Your goal | Convert the records below into a two-column CSV headed request and answer, with one row per record. Quote each field and replace any line breaks inside a field with spaces.

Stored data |
────────────────────
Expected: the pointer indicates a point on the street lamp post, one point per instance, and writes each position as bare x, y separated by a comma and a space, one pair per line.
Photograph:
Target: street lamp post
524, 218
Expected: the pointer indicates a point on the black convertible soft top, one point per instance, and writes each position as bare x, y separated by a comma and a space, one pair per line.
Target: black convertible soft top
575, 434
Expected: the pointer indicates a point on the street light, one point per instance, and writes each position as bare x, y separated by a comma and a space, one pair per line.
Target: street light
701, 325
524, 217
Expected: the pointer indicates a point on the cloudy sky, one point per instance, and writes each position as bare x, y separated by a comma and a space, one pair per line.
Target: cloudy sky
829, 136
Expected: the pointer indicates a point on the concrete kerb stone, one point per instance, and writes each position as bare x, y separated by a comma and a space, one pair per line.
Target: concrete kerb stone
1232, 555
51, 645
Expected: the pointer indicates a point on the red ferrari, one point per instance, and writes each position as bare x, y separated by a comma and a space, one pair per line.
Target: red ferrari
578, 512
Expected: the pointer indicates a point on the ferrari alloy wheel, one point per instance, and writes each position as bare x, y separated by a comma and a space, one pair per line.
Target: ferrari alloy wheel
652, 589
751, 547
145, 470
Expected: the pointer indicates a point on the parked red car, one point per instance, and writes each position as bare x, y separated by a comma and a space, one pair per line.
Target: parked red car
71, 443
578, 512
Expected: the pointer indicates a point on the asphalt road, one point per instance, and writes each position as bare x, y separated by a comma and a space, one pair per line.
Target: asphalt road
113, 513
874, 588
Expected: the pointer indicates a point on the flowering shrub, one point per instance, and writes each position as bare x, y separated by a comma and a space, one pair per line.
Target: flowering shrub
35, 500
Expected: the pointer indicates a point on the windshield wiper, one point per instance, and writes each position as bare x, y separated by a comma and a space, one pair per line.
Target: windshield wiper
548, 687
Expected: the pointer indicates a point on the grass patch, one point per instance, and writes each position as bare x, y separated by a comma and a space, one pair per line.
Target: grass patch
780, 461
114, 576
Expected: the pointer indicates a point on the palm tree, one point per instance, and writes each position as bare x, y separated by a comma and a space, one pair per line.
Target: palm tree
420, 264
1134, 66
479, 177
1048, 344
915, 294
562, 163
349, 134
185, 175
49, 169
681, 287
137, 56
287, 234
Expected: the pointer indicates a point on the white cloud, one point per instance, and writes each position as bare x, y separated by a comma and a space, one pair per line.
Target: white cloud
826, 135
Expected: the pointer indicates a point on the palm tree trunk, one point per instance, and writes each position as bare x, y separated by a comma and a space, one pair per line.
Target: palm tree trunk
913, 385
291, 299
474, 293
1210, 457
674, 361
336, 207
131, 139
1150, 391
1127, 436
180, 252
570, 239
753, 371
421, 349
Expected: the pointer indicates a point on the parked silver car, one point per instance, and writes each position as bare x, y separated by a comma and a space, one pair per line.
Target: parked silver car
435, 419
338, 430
────────────────────
Full response |
request,answer
"Expected: the pointer indicates a point on the street lamp post, one point per instance, and writes each position as bare x, y separated by a comma and a space, one pair per line. Photograph: Target: street lamp post","524, 218"
"Expected: the pointer indicates a point on the black convertible soft top, one point per instance, and writes each position as bare x, y separated by a comma and a space, one pair per line. Target: black convertible soft top","575, 434"
"Expected: the pointer indicates a point on the street light, one point per instance, and writes each position as bare x, y separated by a comma and a space, one pair per line. Target: street light","701, 325 524, 217"
"Expected: the pointer indicates a point on the cloudy sky, one point per instance, and writes each position as bare x, y separated by a comma and a space, one pair per line. Target: cloudy sky","829, 136"
"Expected: the pointer indicates a point on the concrete kerb stone, one point per instance, and writes each position as bare x, y separated by a comma and a space, one pair per line. Target: concrete kerb stone","1232, 555 51, 645"
"Expected: the pointer indicates a point on the red ferrari, one point per instance, and writes each position as bare x, y separated by a comma and a space, one pair per line. Target: red ferrari","578, 512"
"Expected: the pointer indicates a point on the ferrari alloy wheel, one point per instance, and writes each position as bare x, y separated by a comma and a space, one pair per line. Target: ferrari alloy wheel","652, 589 751, 547 145, 470"
"Expected: the pointer indicates a point on the parked red car, one point per instance, and writes each position as bare x, y separated by a comma and a space, one pair per line. Target: parked red car","71, 443 578, 512"
"Expected: the pointer indicates a point on the asphalt road, one point per instance, and writes each position as bare x, y separated by a comma and a space, one pair per line. Target: asphalt road","113, 513 874, 588"
"Expected: the pointer indicates a point on the flowering shrub, one point per instance, and writes each position as bare x, y separated by a comma and a space, one pair per line. Target: flowering shrub","35, 500"
"Expected: the pointer indicates a point on the windshield wiper, one point per instance, and writes each position as bare x, y separated by a comma and a space, one pair per line. Target: windshield wiper","548, 687"
"Expected: the pointer indicates a point on the grass patch, one point per instance, and writes each position as bare x, y separated by a comma and a space, one pair per line. Target: grass patch","780, 461 114, 576"
"Expected: the pointer indicates a point on the palm tree, one point per instance, and writes each position as bare x, y separated by a comma and a space, one pair per line. Target: palm tree","420, 264 1134, 66 479, 177 1048, 344 915, 294 562, 163 349, 134 185, 175 49, 169 681, 287 137, 56 287, 234"
"Expected: the pointer indicates a point on the white cloud, one point per instance, and writes each position as bare x, y separated by a comma and a space, one pair per line. Target: white cloud","826, 135"
"Expected: the pointer indicates a point on the palm tree trunk, one point per instance, and writes each position as bare x, y separated by a comma and a space, one pair per line. Target: palm tree trunk","913, 385 291, 299 474, 293 1210, 457 674, 361 336, 207 131, 139 1150, 391 1127, 436 180, 252 570, 239 753, 371 421, 349"
"Expected: the pointer indicates a point on the parked silver car, one point per instance, and writes each position as bare x, y separated by a comma and a space, one pair per line. Target: parked silver car","435, 419 338, 430"